:: Texto de estudio

Uno juraba y apostaba su cabeza a que yo no era de allí, hasta que otro que prácticamente conocía a la especie, decía doctoralmente: Usted es Americano.

-¿Pero de adónde será? porque habla el castellano mejor que muchos españoles -observaba otro.

No faltaba quien se empeñara en hacerme andaluz.

La clase popular de España, aunque tosca y grosera a más no poder, es mejor que la de muchas otras partes: muy honrada, muy servicial y muy delicada; muy espontánea y muy original en sus chistes.

Los puntos de semejanza entre España y nuestros pueblos son tantos, que sólo de tarde en tarde y como saliendo de un sueño, me acordaba de que estaba en Europa.

::::
:: Registros de datos

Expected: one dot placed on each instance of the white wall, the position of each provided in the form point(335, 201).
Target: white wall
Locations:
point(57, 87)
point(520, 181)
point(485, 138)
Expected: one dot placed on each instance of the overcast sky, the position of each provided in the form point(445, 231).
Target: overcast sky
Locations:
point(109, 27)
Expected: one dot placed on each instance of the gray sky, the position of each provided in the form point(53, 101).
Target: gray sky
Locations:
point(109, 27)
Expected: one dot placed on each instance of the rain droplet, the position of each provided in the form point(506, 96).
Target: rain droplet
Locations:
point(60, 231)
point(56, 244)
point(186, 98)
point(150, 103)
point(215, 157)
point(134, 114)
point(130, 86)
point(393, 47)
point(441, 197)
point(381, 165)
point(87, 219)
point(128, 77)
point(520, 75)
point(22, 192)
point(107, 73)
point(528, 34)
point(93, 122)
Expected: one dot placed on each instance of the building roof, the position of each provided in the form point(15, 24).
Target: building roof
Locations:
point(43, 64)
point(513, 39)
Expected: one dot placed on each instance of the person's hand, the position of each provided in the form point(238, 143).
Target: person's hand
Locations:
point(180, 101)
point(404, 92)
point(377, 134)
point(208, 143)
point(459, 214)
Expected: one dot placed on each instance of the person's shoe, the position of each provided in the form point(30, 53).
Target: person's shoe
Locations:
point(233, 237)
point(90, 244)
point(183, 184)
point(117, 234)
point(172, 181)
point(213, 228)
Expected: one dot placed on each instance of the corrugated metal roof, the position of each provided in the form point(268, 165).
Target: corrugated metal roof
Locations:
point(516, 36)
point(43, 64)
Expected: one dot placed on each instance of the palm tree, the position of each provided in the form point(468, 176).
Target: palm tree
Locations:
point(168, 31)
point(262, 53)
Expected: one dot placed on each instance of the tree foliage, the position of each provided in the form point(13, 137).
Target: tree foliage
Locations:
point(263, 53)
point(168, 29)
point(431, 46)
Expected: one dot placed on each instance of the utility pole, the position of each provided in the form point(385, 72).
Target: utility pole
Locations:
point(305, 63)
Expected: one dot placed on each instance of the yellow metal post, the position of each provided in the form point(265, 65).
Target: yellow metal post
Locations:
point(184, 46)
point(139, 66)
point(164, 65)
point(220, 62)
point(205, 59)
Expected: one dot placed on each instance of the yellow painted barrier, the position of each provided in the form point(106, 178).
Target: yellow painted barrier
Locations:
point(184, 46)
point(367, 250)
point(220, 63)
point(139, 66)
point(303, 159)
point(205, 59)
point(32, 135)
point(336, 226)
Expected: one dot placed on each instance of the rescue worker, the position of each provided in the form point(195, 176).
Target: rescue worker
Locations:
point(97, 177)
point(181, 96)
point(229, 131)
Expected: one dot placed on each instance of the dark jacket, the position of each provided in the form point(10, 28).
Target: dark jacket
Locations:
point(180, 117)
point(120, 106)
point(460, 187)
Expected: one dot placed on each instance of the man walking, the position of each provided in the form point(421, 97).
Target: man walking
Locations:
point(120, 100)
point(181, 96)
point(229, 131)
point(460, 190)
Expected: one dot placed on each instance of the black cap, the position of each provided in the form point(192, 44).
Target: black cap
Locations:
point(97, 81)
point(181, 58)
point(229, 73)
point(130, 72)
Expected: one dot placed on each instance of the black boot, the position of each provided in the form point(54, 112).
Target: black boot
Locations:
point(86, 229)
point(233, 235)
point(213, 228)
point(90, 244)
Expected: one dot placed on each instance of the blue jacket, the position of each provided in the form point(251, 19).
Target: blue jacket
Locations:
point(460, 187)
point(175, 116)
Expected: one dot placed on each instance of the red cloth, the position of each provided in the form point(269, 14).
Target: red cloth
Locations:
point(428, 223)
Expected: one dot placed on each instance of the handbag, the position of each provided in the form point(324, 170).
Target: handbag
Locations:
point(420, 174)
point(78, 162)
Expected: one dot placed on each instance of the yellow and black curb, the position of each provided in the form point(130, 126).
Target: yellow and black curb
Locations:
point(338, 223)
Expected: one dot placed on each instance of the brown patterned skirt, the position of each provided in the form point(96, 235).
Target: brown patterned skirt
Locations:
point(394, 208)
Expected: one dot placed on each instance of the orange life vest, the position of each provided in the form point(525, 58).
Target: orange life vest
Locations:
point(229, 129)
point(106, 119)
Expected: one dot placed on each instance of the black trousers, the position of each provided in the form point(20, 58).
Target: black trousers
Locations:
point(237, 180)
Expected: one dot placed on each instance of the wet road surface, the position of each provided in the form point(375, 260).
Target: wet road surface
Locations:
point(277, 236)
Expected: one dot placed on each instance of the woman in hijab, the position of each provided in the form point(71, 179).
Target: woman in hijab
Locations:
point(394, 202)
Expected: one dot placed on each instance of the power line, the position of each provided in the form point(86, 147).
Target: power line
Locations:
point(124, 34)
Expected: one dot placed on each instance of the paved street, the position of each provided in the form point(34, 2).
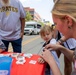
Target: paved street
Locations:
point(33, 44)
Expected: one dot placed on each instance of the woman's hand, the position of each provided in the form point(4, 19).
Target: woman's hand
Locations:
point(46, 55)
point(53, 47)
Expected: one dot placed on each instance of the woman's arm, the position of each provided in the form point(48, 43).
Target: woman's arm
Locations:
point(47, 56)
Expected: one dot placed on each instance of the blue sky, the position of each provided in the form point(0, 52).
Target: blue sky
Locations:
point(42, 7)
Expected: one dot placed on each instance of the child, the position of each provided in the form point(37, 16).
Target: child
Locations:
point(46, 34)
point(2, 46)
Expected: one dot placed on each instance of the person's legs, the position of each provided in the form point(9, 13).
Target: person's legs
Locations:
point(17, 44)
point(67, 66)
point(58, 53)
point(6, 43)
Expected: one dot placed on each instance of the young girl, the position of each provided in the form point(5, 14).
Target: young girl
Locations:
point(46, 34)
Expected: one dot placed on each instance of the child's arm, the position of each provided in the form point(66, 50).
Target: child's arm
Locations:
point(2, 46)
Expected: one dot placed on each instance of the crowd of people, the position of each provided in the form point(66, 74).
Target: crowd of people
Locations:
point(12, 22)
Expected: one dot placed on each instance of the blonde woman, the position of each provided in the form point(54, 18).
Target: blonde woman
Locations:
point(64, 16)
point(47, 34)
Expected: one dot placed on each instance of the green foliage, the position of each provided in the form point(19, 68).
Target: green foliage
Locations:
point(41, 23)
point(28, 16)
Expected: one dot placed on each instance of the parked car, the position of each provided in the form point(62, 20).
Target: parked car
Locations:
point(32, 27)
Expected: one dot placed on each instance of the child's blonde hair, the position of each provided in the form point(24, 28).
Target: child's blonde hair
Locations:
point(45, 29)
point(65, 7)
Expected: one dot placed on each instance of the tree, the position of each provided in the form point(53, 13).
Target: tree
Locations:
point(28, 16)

::::

- Tareas
1 > Enumera todos los adjetivos con los que el texto de estudio describe a la clase popular de España.
2 > En el texto de estudio, ¿qué afirmaba doctoralmente el que conocía a la especie sobre quien narra?
Los registros no intervienen en nada de esto.

- Respuestas
1 > Tosca, grosera, honrada, servicial, delicada, espontánea y original.

2 > Que era americano.